+++ Task material

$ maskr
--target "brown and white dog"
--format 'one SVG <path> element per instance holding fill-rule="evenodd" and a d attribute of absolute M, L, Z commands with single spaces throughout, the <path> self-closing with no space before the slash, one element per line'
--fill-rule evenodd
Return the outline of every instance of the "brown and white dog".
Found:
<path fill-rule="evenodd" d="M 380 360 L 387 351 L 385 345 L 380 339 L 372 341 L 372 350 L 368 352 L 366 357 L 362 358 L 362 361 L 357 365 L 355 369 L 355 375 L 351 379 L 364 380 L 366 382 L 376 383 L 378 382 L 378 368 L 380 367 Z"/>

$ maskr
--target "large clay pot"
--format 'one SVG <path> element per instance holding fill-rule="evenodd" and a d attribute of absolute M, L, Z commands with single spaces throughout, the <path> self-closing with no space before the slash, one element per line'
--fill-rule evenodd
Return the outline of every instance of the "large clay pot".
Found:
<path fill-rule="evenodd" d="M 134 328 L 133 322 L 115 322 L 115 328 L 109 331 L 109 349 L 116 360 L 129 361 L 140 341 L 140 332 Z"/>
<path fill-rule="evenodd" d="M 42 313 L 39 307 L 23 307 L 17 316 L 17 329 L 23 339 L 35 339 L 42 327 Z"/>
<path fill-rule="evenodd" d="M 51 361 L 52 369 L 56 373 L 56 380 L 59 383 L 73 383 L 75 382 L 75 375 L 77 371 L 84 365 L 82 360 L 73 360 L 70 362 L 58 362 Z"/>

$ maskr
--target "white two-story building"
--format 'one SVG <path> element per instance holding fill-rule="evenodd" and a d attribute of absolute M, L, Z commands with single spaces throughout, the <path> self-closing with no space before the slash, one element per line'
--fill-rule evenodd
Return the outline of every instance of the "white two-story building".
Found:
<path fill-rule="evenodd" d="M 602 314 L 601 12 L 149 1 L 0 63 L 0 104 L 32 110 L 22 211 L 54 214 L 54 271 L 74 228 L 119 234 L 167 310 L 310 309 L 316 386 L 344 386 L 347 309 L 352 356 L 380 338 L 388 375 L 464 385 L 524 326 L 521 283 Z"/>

++++++

What to work on ▸
Collect every line of the data above that contains the string "brown", matching case exactly. Copy each such line in full.

Answer for the task ▸
--target "brown and white dog"
Return the outline of every instance of the "brown and white dog".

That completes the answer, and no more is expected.